> _Activity_: Please copy out the full listing that follows exactly; no picture belongs in the copy.

> _Data to process_:

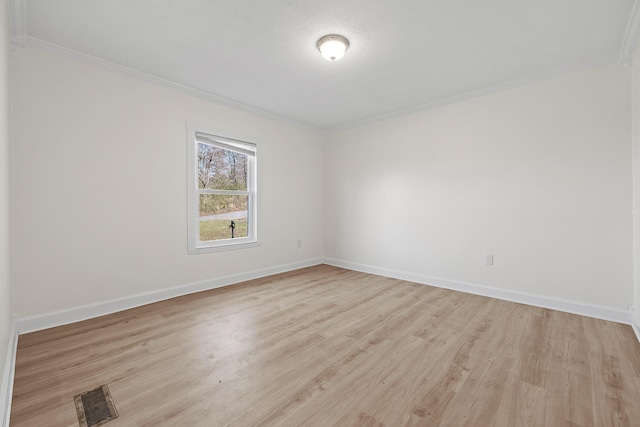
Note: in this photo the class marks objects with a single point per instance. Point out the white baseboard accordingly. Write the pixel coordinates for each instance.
(76, 314)
(635, 321)
(599, 312)
(6, 393)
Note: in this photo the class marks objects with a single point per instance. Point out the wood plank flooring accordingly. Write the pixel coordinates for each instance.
(324, 346)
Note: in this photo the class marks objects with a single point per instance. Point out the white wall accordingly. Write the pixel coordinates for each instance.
(635, 119)
(539, 176)
(5, 288)
(99, 184)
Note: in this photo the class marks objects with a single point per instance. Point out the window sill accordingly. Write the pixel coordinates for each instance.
(224, 247)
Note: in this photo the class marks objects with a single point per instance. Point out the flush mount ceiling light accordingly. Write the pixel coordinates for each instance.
(333, 46)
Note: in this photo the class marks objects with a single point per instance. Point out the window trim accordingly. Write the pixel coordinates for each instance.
(197, 133)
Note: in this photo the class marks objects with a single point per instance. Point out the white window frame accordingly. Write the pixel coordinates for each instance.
(195, 134)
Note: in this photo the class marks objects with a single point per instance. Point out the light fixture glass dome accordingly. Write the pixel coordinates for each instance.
(333, 46)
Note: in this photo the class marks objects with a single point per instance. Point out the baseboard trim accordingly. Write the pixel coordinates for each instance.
(6, 393)
(635, 322)
(598, 312)
(76, 314)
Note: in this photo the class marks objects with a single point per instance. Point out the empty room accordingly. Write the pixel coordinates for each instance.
(304, 213)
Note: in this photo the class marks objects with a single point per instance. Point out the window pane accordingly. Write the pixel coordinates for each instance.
(220, 169)
(218, 212)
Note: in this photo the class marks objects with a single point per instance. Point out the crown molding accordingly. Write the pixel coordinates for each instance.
(18, 23)
(631, 36)
(36, 43)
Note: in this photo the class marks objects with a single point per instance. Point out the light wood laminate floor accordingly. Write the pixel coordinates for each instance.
(324, 346)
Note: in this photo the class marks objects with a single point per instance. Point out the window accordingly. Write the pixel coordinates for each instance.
(222, 191)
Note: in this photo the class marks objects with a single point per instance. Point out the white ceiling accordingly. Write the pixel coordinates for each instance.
(405, 54)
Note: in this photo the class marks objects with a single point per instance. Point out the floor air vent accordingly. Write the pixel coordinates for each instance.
(95, 407)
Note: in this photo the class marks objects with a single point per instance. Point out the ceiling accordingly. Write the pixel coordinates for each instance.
(404, 55)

> _Exercise answer_:
Note: in this photo the class marks objects with a single point per instance. Point out the white baseboard accordingly. Write the pixel coordinates for each instance.
(76, 314)
(635, 321)
(599, 312)
(6, 393)
Note: in this photo the class marks objects with a single point per instance. Point out the wood plank flooring accordingly. Write the pixel coordinates for each instance.
(324, 346)
Note: in this photo the class marks objects with a single point per instance. Point out the white wall accordingly. Write the pixel coordinates for each instance.
(635, 119)
(539, 176)
(5, 288)
(99, 184)
Note: in this photo the class marks objects with a single point per instance. Point out the window sill accordingly. Write the pixel coordinates for each instance.
(224, 247)
Note: in this photo the class marks objects with a single point per instance. Point out the flush mount ceiling light accordingly. Write the pixel coordinates for each instance.
(333, 46)
Note: in this photo the class marks objects with a single point per instance. Point out the window trim accordingly. Write the pixel coordinates for each instance.
(197, 133)
Note: in this photo the class marks objects with a single point per instance. Point out the white window frame accordingly. Write the pixel coordinates for each instance.
(195, 134)
Note: in this photo the class marks objects with a single point per instance. Point out the light fixture glass dome accordingly. Write the pixel coordinates for each instance.
(333, 46)
Note: in this photo the class marks objects with a single point per instance. Point out the baseboard trim accordingly. Write the pixel coordinates for each instance.
(6, 393)
(635, 322)
(598, 312)
(76, 314)
Note: in this photo the class marks objects with a single point per instance. Point out the empty room accordingly. Write the pixel coordinates for each instance.
(304, 213)
Note: in this photo the class marks objects with a single point per instance. Point out the window pane accordingly. Write the pixel coordinates for each instance.
(220, 169)
(218, 212)
Note: in this photo the class marks objects with a single point per instance. Point out the crown molding accordingly. Write the pixel coordinates for each instance.
(18, 23)
(631, 36)
(36, 43)
Note: in this photo the class marks objects with a single point per instance. Point out the light wood laminate floor accordingly. Write the pixel coordinates for each instance.
(324, 346)
Note: in this photo the class marks objects with a single point per instance. Point out the window accordingly. Write the pixel coordinates for each instance.
(222, 191)
Note: in this photo the class marks objects with a single point per instance. Point out the white ceiling accordingly. Write the pixel coordinates for each instance.
(405, 54)
Note: in this photo the class marks objects with a single point per instance. Point out the floor air vent accordingly. Write the pixel coordinates for each instance.
(95, 407)
Note: in this photo the class marks objects with a single point per instance. Point out the ceiling accordingly. Write the pixel coordinates for each instance.
(404, 55)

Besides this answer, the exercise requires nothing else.